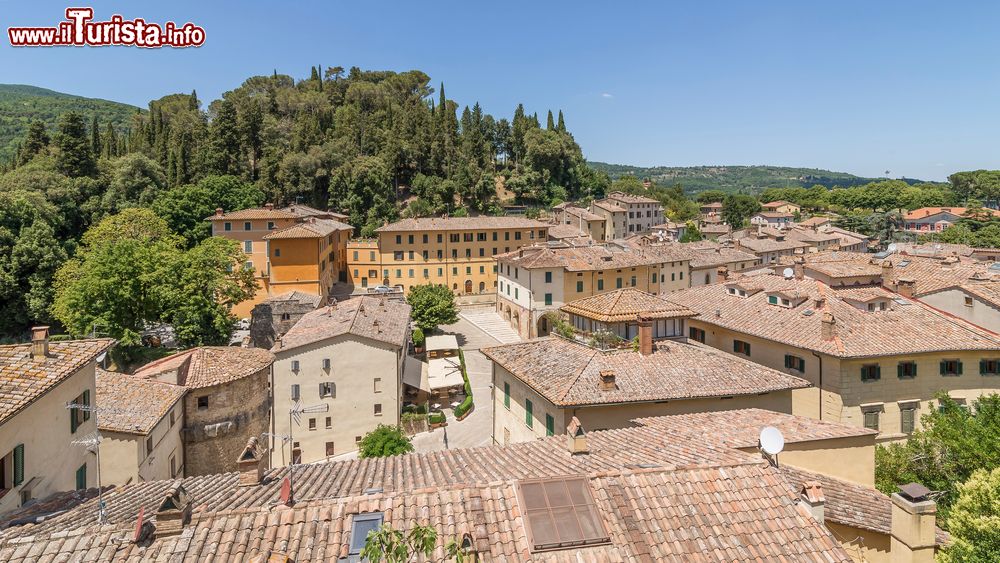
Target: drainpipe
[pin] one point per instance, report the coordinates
(820, 358)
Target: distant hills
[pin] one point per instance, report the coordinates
(736, 178)
(21, 104)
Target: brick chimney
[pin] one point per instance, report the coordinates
(645, 336)
(174, 512)
(607, 382)
(913, 516)
(251, 464)
(576, 437)
(39, 342)
(811, 497)
(906, 287)
(829, 326)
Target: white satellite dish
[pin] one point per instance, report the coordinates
(771, 440)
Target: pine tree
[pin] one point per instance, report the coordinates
(74, 158)
(35, 142)
(95, 137)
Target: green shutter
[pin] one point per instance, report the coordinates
(18, 464)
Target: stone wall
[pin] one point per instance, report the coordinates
(215, 436)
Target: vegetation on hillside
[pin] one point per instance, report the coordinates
(20, 106)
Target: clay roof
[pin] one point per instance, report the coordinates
(252, 213)
(206, 366)
(630, 198)
(743, 429)
(624, 305)
(139, 403)
(24, 379)
(567, 373)
(657, 498)
(462, 224)
(925, 212)
(907, 327)
(310, 228)
(378, 318)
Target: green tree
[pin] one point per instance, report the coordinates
(432, 305)
(952, 443)
(974, 522)
(738, 208)
(384, 441)
(74, 157)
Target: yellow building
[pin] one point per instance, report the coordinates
(539, 279)
(295, 248)
(876, 359)
(456, 252)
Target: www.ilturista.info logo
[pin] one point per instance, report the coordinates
(79, 30)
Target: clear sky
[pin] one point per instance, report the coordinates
(912, 87)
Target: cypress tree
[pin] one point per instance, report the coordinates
(35, 142)
(74, 158)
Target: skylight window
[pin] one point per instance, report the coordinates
(360, 527)
(560, 513)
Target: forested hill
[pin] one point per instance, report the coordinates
(735, 178)
(20, 105)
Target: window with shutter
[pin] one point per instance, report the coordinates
(18, 464)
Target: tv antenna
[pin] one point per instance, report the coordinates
(771, 442)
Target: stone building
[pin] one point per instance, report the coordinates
(275, 315)
(227, 400)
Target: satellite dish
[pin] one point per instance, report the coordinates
(771, 440)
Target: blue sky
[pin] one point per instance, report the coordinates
(862, 87)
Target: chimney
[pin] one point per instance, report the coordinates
(577, 438)
(811, 497)
(906, 287)
(250, 464)
(829, 326)
(886, 273)
(645, 336)
(174, 512)
(607, 382)
(39, 342)
(913, 516)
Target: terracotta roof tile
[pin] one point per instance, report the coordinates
(378, 318)
(140, 403)
(208, 365)
(568, 373)
(24, 379)
(625, 305)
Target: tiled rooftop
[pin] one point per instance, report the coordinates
(625, 305)
(568, 373)
(658, 498)
(907, 327)
(206, 366)
(378, 318)
(138, 403)
(24, 379)
(462, 224)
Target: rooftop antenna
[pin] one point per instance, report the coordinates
(771, 442)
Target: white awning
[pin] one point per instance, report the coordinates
(445, 372)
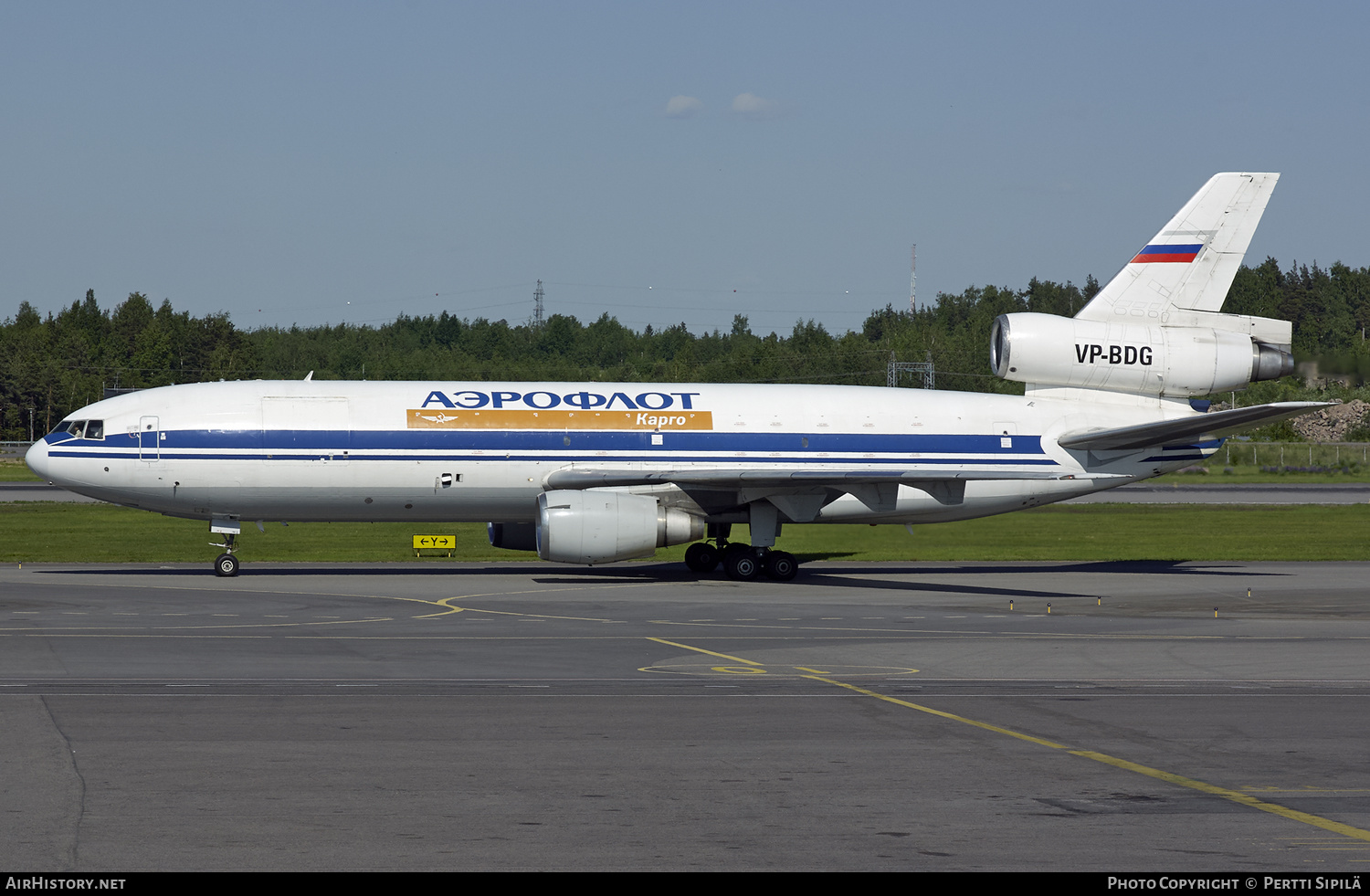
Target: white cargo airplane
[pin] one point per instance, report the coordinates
(595, 473)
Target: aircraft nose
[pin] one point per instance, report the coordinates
(37, 458)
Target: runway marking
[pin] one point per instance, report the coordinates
(449, 608)
(701, 649)
(1241, 799)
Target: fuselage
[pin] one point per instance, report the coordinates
(482, 451)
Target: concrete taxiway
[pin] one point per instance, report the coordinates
(885, 715)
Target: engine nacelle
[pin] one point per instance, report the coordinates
(1172, 361)
(595, 526)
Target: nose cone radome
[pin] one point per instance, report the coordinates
(37, 458)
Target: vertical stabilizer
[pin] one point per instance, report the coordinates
(1191, 263)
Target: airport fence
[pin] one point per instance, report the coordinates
(1310, 455)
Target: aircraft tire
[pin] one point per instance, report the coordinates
(742, 566)
(701, 556)
(781, 566)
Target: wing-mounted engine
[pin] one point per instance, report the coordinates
(599, 526)
(1217, 353)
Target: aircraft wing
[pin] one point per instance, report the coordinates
(748, 477)
(799, 493)
(1188, 427)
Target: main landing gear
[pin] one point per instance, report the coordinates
(742, 562)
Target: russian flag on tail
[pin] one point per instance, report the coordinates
(1161, 254)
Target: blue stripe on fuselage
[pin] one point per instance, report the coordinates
(597, 440)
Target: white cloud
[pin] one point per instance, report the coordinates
(753, 106)
(682, 107)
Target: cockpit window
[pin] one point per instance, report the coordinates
(90, 429)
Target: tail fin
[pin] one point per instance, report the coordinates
(1191, 263)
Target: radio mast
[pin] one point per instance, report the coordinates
(912, 279)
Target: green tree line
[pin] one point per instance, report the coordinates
(58, 364)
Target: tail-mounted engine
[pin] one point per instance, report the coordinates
(1044, 350)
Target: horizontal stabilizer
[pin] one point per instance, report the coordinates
(1189, 265)
(1188, 427)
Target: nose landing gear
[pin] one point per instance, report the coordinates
(225, 564)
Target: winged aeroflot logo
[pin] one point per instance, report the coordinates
(548, 410)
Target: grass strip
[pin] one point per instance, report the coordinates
(60, 533)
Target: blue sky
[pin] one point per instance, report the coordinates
(325, 162)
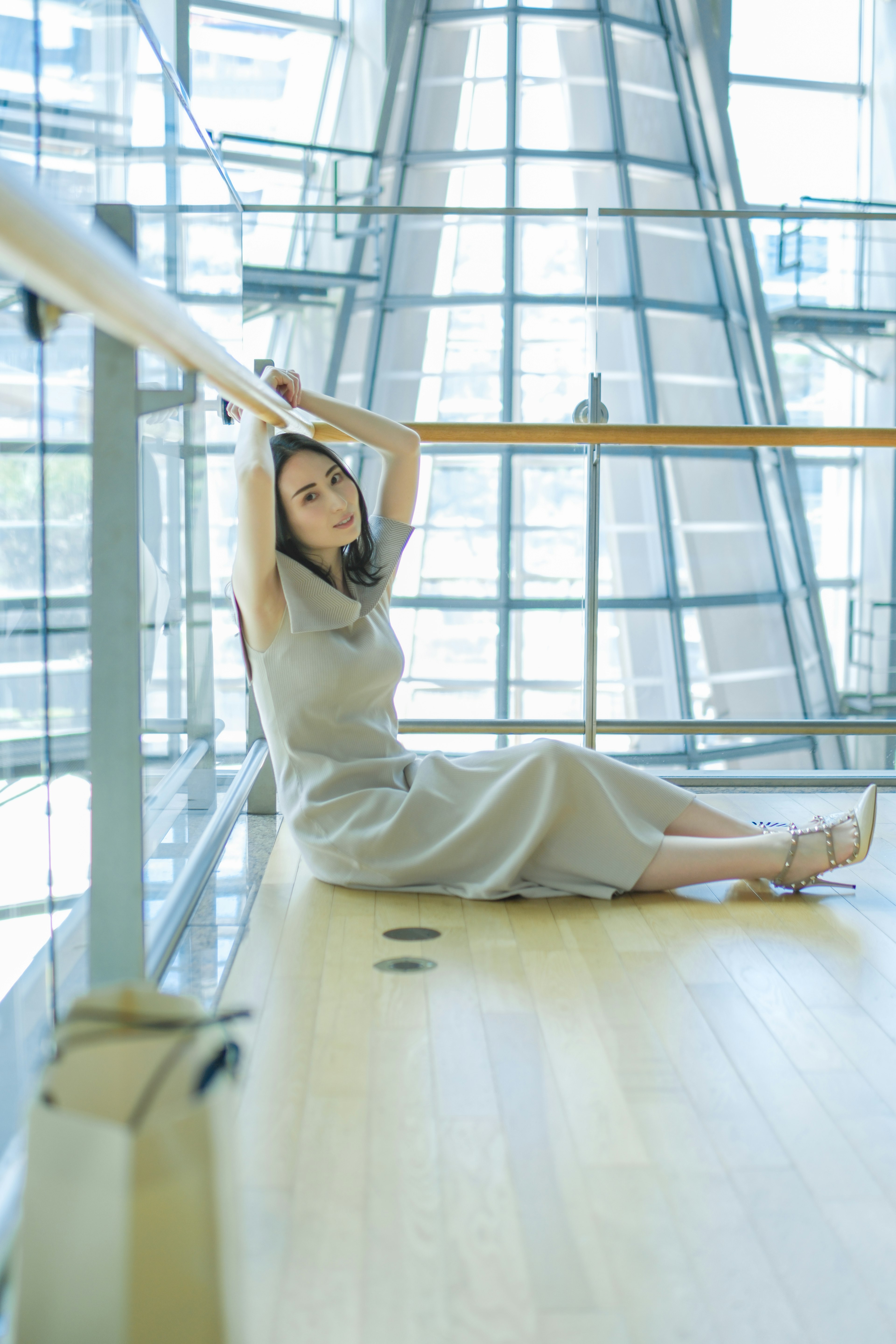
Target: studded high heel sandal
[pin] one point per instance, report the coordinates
(863, 819)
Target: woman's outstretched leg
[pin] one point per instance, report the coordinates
(684, 861)
(700, 820)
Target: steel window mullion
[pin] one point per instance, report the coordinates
(711, 246)
(506, 510)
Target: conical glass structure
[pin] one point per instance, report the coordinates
(706, 577)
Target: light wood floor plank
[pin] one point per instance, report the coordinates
(659, 1120)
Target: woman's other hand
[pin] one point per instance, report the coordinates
(285, 382)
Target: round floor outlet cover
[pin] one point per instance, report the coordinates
(412, 935)
(406, 965)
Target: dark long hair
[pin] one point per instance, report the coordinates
(358, 557)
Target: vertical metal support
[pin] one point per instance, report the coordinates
(201, 667)
(116, 819)
(182, 42)
(592, 558)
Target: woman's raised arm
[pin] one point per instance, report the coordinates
(397, 444)
(256, 579)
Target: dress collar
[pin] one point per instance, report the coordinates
(316, 605)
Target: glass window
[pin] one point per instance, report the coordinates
(550, 346)
(794, 143)
(630, 546)
(452, 255)
(451, 663)
(813, 39)
(649, 101)
(461, 96)
(256, 76)
(718, 526)
(675, 253)
(636, 677)
(643, 10)
(694, 374)
(551, 256)
(564, 88)
(559, 5)
(441, 363)
(547, 537)
(620, 363)
(455, 549)
(547, 651)
(741, 664)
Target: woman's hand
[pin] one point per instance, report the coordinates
(285, 382)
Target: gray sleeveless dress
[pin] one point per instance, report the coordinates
(541, 820)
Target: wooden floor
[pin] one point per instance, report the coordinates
(659, 1119)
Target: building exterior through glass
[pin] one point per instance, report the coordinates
(704, 565)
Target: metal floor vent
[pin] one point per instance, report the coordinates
(405, 965)
(412, 935)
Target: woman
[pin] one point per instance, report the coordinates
(312, 583)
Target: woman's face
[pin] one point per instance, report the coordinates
(322, 503)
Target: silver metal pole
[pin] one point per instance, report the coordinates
(116, 767)
(592, 558)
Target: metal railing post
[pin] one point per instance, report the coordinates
(201, 673)
(116, 818)
(592, 558)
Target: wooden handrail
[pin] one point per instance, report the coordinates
(651, 436)
(94, 275)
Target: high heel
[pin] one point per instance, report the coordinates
(863, 819)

▸ **Instruction**:
Retype all of the data above exactly, leaving out the pictures.

▸ **Response below**:
Target: drainpipe
[pin] one point per instance, report the coordinates
(820, 358)
Target: distant hills
[pin] one point per instance, report the coordinates
(736, 178)
(21, 104)
Target: brick chimney
[pin] one point per instance, report the coordinates
(645, 336)
(174, 512)
(607, 382)
(913, 516)
(251, 464)
(576, 437)
(39, 342)
(811, 497)
(906, 287)
(829, 326)
Target: white satellite dish
[pin] one point per instance, report the coordinates
(771, 440)
Target: pine tree
[pin] one point per instance, report the coordinates
(74, 158)
(35, 142)
(95, 137)
Target: green shutter
[pin] one point per instance, report the coordinates
(18, 464)
Target: stone wall
[pin] one point per instance, report the coordinates
(215, 436)
Target: vegetation on hillside
[pin] one point per instance, report the coordinates
(20, 106)
Target: clay roof
[pin] one point per instance, report the coordinates
(252, 213)
(206, 366)
(630, 198)
(743, 429)
(624, 305)
(139, 403)
(24, 379)
(567, 373)
(657, 498)
(462, 224)
(925, 212)
(907, 327)
(310, 228)
(378, 318)
Target: green tree
[pin] one point per instance, report the coordinates
(432, 305)
(952, 443)
(974, 522)
(738, 208)
(384, 441)
(74, 157)
Target: yellow building
[pin] one point per instance, report the coordinates
(539, 279)
(295, 248)
(876, 359)
(456, 252)
Target: www.ilturista.info logo
[pin] one point per instance, report the coordinates
(79, 30)
Target: clear sky
[pin] one point per instance, report the coordinates
(912, 87)
Target: cypress tree
[pin] one point per instance, report the coordinates
(35, 142)
(74, 158)
Target: skylight window
[pin] one point per instance, report the coordinates
(360, 527)
(560, 513)
Target: forested hill
[pin] one point per instance, report the coordinates
(735, 178)
(20, 105)
Target: window with shutter
[pin] one point per instance, report the coordinates
(18, 464)
Target: tv antenna
[pin] one point per instance, report the coordinates
(771, 442)
Target: stone building
[pin] one point per instance, report the coordinates
(275, 315)
(227, 400)
Target: satellite dish
[pin] one point per instance, report the coordinates
(771, 440)
Target: blue sky
[pin] one point per instance, report the coordinates
(862, 87)
Target: chimney
[pin] one point per instance, report the coordinates
(577, 438)
(811, 497)
(906, 287)
(250, 464)
(829, 326)
(886, 273)
(645, 336)
(174, 512)
(607, 382)
(39, 342)
(913, 516)
Target: terracotta roof tile
[pin] one point per instance, report the coordinates
(378, 318)
(140, 403)
(208, 365)
(568, 373)
(24, 379)
(625, 305)
Target: tiled rooftop
[pin] one point per instance, report the coordinates
(625, 305)
(568, 373)
(658, 498)
(907, 327)
(206, 366)
(378, 318)
(138, 403)
(24, 379)
(462, 224)
Target: rooftop antenna
[pin] one point per instance, report the coordinates
(771, 442)
Target: white awning
[pin] one point per instance, report the coordinates
(445, 372)
Target: white cargo airplane
[pin] one point per instance, report the coordinates
(595, 473)
Target: aircraft nose
[pin] one point per instance, report the coordinates
(37, 458)
Target: runway marking
[pin] one point per instance, report the coordinates
(449, 608)
(701, 649)
(1241, 799)
Target: fuselage
[pin] one point per instance, report the coordinates
(482, 451)
Target: concrete taxiway
[pin] one point per instance, report the coordinates
(885, 715)
Target: engine nacelle
[pin] one point per instance, report the coordinates
(1172, 361)
(595, 526)
Target: nose cone radome
[pin] one point per instance, report the coordinates
(37, 458)
Target: vertical stabilizer
[pin] one point per instance, report the coordinates
(1191, 263)
Target: airport fence
[pin] one point per instance, report the coordinates
(1310, 455)
Target: aircraft tire
[pin] one point per instance, report the coordinates
(742, 566)
(701, 556)
(781, 566)
Target: wing-mounted engine
[pin] one point per instance, report the coordinates
(599, 526)
(1217, 353)
Target: aircraft wing
[pin] one point per instance, report the coordinates
(748, 477)
(799, 493)
(1188, 427)
Target: main landing gear
[pin] one point per instance, report the coordinates
(742, 562)
Target: russian flag on tail
[pin] one point per instance, report the coordinates
(1161, 254)
Target: blue stripe on fuselage
[pin] one point per instance, report the coordinates
(597, 440)
Target: white cloud
[pin] one point per instance, report the coordinates
(753, 106)
(682, 107)
Target: cockpit window
[pin] one point per instance, report the coordinates
(90, 429)
Target: tail fin
[pin] one point per instance, report the coordinates
(1191, 263)
Target: radio mast
[pin] one point per instance, report the coordinates
(912, 279)
Target: green tree line
[pin] one point per instance, report the coordinates
(58, 364)
Target: tail-mounted engine
[pin] one point per instance, report the coordinates
(1044, 350)
Target: horizontal stabilizer
[pin] one point per instance, report the coordinates
(1189, 265)
(1188, 427)
Target: nose landing gear
[pin] one point per instance, report the coordinates
(225, 564)
Target: winged aeroflot logo
[pin] one point per instance, report the coordinates
(548, 410)
Target: grass strip
[pin] one point per instance, report the coordinates
(60, 533)
Target: blue sky
[pin] one point per instance, report the coordinates
(325, 162)
Target: studded high heel sandal
[pin] one point per instance, report the coordinates
(863, 819)
Target: woman's outstretched leg
[pin] one point per instance, report the coordinates
(684, 861)
(700, 820)
Target: steel window mullion
[pin] one point per instance, report the coordinates
(711, 246)
(506, 510)
Target: conical glass structure
[pin] one point per instance, report the coordinates
(706, 577)
Target: light wood floor plank
[pin] one point per instance, report the coordinates
(659, 1120)
Target: woman's other hand
[pin] one point per instance, report the coordinates
(285, 382)
Target: round floor outlet cover
[pin] one point per instance, report the coordinates
(412, 935)
(406, 965)
Target: dark long hair
[pin] one point per instance, report the coordinates
(358, 557)
Target: vertical metal support
[pin] one point per instance, report the coordinates
(201, 667)
(116, 819)
(182, 42)
(592, 558)
Target: woman's raised arm
[pin] one point per instance, report the coordinates
(397, 444)
(256, 579)
Target: dress collar
[pin] one point per instance, report the coordinates
(316, 605)
Target: glass window
[pin] one point per instance, report the coordinates
(550, 346)
(794, 143)
(630, 546)
(452, 255)
(451, 663)
(813, 39)
(649, 101)
(461, 96)
(256, 76)
(718, 526)
(675, 253)
(636, 677)
(643, 10)
(694, 374)
(551, 256)
(564, 88)
(559, 5)
(441, 363)
(547, 537)
(620, 363)
(455, 549)
(547, 651)
(741, 664)
Target: woman's hand
[pin] one point per instance, report the coordinates
(285, 382)
Target: gray sleeveless dress
[pin] one point per instance, report the coordinates
(541, 820)
Target: wooden floor
[pin] one point per instance, report the coordinates
(659, 1119)
Target: building exterior through glass
[pin] one point per instance, report the coordinates
(704, 565)
Target: metal floor vent
[pin] one point per instance, report the coordinates
(405, 965)
(412, 935)
Target: woman
[pin] one point per instance, report the coordinates
(312, 583)
Target: woman's face
[pin] one point per instance, report the coordinates
(322, 503)
Target: silver metal pole
[pin] one point per instance, report the coordinates
(116, 767)
(592, 558)
Target: metal railing post
[pin] one point per instance, report the coordinates
(201, 673)
(116, 818)
(592, 558)
Target: wooden handrail
[pin] one point per instance, report the coordinates
(651, 436)
(94, 275)
Target: high heel
[pin] one point per instance, report the coordinates
(863, 819)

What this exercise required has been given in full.